Provided data =
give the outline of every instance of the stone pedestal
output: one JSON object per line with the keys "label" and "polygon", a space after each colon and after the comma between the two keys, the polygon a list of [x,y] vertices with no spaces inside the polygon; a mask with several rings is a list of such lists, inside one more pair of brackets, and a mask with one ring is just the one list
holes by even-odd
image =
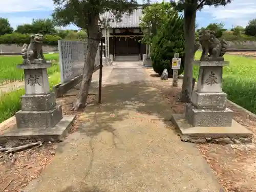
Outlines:
{"label": "stone pedestal", "polygon": [[228,61],[196,61],[200,66],[192,103],[186,105],[185,118],[194,126],[230,126],[233,112],[226,108],[222,92],[222,68]]}
{"label": "stone pedestal", "polygon": [[25,95],[21,110],[15,114],[15,128],[0,136],[0,143],[30,139],[62,140],[72,127],[75,115],[62,116],[61,106],[56,104],[51,92],[47,69],[50,62],[43,60],[24,60],[17,68],[24,70]]}
{"label": "stone pedestal", "polygon": [[113,55],[110,55],[110,61],[111,62],[113,62],[114,61],[114,56]]}
{"label": "stone pedestal", "polygon": [[174,124],[183,136],[189,137],[187,141],[216,142],[220,138],[228,137],[230,142],[240,138],[248,138],[246,140],[251,142],[251,132],[234,121],[233,112],[226,107],[222,71],[229,62],[195,61],[195,64],[200,67],[197,89],[193,92],[191,103],[186,105],[185,114],[173,115]]}
{"label": "stone pedestal", "polygon": [[51,63],[33,62],[25,60],[17,66],[24,70],[26,93],[22,96],[22,110],[15,114],[17,127],[53,127],[63,117],[61,106],[56,104],[50,89],[47,69]]}

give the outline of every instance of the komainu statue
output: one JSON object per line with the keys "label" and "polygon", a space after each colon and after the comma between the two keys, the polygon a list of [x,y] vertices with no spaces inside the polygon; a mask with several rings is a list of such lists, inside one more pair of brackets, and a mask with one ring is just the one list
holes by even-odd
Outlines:
{"label": "komainu statue", "polygon": [[220,40],[217,38],[214,31],[206,30],[201,31],[199,42],[203,50],[201,61],[224,61],[223,57],[227,51],[227,44],[223,39]]}
{"label": "komainu statue", "polygon": [[44,59],[42,53],[42,35],[36,34],[31,35],[30,43],[28,46],[25,44],[22,47],[22,55],[24,59]]}

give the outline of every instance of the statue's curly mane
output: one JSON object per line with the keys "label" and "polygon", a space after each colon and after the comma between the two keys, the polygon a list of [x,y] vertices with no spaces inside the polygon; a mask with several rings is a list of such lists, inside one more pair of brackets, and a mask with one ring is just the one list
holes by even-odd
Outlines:
{"label": "statue's curly mane", "polygon": [[[206,42],[209,42],[210,44],[211,44],[212,42],[214,42],[214,39],[215,39],[216,38],[215,37],[215,33],[214,32],[214,31],[207,31],[207,32],[206,33],[206,31],[204,31],[204,33],[200,33],[199,35],[199,40],[201,40],[202,41],[206,41]],[[208,34],[210,34],[209,36],[208,37]],[[202,40],[200,40],[200,39],[201,38],[200,38],[200,36],[203,36],[203,37],[204,37],[204,36],[206,36],[207,37],[207,39],[202,39]]]}

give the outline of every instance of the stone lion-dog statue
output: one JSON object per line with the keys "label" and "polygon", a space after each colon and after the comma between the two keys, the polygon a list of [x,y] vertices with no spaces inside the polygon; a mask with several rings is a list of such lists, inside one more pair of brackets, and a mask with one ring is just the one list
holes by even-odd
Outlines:
{"label": "stone lion-dog statue", "polygon": [[206,30],[199,33],[199,42],[203,50],[200,60],[224,60],[223,57],[227,51],[227,44],[223,39],[217,38],[215,34],[214,31]]}
{"label": "stone lion-dog statue", "polygon": [[31,35],[29,45],[28,46],[24,44],[22,47],[22,55],[23,59],[30,60],[44,59],[42,50],[42,35]]}

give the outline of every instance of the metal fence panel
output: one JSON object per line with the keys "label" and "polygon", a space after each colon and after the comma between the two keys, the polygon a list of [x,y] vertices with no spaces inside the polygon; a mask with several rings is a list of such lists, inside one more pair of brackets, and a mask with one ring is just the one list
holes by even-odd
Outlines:
{"label": "metal fence panel", "polygon": [[[87,41],[58,40],[61,83],[64,83],[82,73],[87,52]],[[95,65],[99,65],[100,46]]]}

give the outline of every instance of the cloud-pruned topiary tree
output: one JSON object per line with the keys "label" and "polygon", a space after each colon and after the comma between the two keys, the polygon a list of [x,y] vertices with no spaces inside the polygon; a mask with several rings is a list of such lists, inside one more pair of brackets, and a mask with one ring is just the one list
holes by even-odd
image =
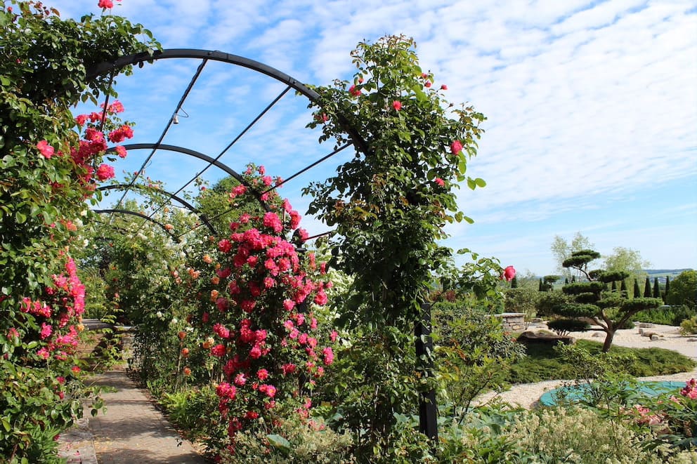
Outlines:
{"label": "cloud-pruned topiary tree", "polygon": [[587,319],[592,320],[606,333],[603,352],[607,352],[612,345],[615,333],[623,326],[633,314],[658,307],[662,304],[658,298],[635,298],[627,300],[621,293],[606,291],[609,282],[623,280],[628,273],[623,271],[588,270],[588,264],[600,258],[600,253],[593,250],[574,252],[564,260],[565,267],[578,271],[586,279],[585,281],[566,285],[562,291],[572,298],[572,303],[561,304],[554,312],[561,318]]}

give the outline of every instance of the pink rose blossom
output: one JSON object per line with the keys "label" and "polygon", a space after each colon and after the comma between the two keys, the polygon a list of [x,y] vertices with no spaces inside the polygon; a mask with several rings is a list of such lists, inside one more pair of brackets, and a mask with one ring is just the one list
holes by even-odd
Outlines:
{"label": "pink rose blossom", "polygon": [[44,157],[46,159],[49,159],[52,156],[53,156],[53,147],[48,145],[48,142],[46,140],[41,140],[37,144],[37,148],[39,149],[39,152],[44,155]]}
{"label": "pink rose blossom", "polygon": [[222,343],[219,343],[218,345],[216,345],[214,347],[211,348],[211,354],[213,354],[214,356],[217,356],[218,357],[222,357],[223,356],[225,356],[225,352],[226,352],[225,345],[223,345]]}
{"label": "pink rose blossom", "polygon": [[501,280],[505,279],[508,281],[513,280],[513,278],[516,277],[516,269],[513,266],[507,266],[506,269],[503,270],[503,274],[501,274]]}
{"label": "pink rose blossom", "polygon": [[106,180],[114,177],[114,168],[108,164],[100,164],[97,168],[97,178],[100,180]]}

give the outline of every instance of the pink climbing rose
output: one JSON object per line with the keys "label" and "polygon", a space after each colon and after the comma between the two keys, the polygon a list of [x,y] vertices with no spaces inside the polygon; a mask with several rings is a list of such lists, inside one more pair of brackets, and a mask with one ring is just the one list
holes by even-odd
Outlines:
{"label": "pink climbing rose", "polygon": [[516,277],[516,269],[513,266],[507,266],[506,269],[503,270],[503,274],[501,274],[501,279],[505,279],[508,281],[513,280],[513,278]]}
{"label": "pink climbing rose", "polygon": [[114,168],[108,164],[100,164],[97,168],[97,178],[100,180],[106,180],[114,177]]}
{"label": "pink climbing rose", "polygon": [[50,159],[53,156],[53,147],[48,145],[48,142],[46,140],[41,140],[37,144],[37,148],[39,149],[39,152],[44,155],[44,157],[46,159]]}

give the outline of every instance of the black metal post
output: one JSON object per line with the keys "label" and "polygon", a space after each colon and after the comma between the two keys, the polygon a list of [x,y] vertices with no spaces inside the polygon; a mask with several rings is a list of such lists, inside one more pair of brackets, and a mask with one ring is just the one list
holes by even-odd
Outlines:
{"label": "black metal post", "polygon": [[[431,338],[431,303],[422,303],[421,320],[416,323],[417,369],[422,377],[431,379],[434,375],[434,343]],[[419,396],[419,430],[432,440],[438,440],[436,390],[421,392]]]}

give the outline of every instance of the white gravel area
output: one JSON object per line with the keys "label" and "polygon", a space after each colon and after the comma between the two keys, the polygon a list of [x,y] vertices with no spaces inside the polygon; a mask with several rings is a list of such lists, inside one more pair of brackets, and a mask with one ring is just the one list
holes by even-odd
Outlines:
{"label": "white gravel area", "polygon": [[[619,330],[615,332],[613,344],[630,348],[665,348],[666,350],[677,351],[697,361],[697,336],[681,336],[678,328],[672,326],[653,324],[652,327],[640,328],[638,323],[635,325],[634,329]],[[546,329],[546,324],[540,323],[530,324],[528,330],[538,331]],[[641,335],[639,330],[644,333],[653,332],[658,336],[658,339],[652,341],[649,337]],[[577,339],[585,338],[601,343],[605,340],[605,332],[603,331],[578,332],[573,333],[572,336]],[[639,380],[684,382],[692,378],[697,378],[697,368],[690,372],[682,372],[668,376],[640,377]],[[556,388],[564,385],[565,382],[568,383],[568,380],[545,380],[536,383],[514,385],[505,392],[488,392],[481,395],[475,399],[474,403],[475,404],[483,404],[495,399],[500,399],[511,404],[518,404],[529,409],[537,404],[540,397],[545,392]]]}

Task objective = From the records above, pull every line containing the string "black", matching case exactly, and output those lines unchanged.

Response to the exercise =
give the outline of every instance of the black metal post
{"label": "black metal post", "polygon": [[[431,338],[431,303],[422,303],[421,320],[416,323],[417,369],[422,377],[431,379],[434,375],[434,343]],[[419,396],[419,430],[432,440],[438,440],[436,390],[421,392]]]}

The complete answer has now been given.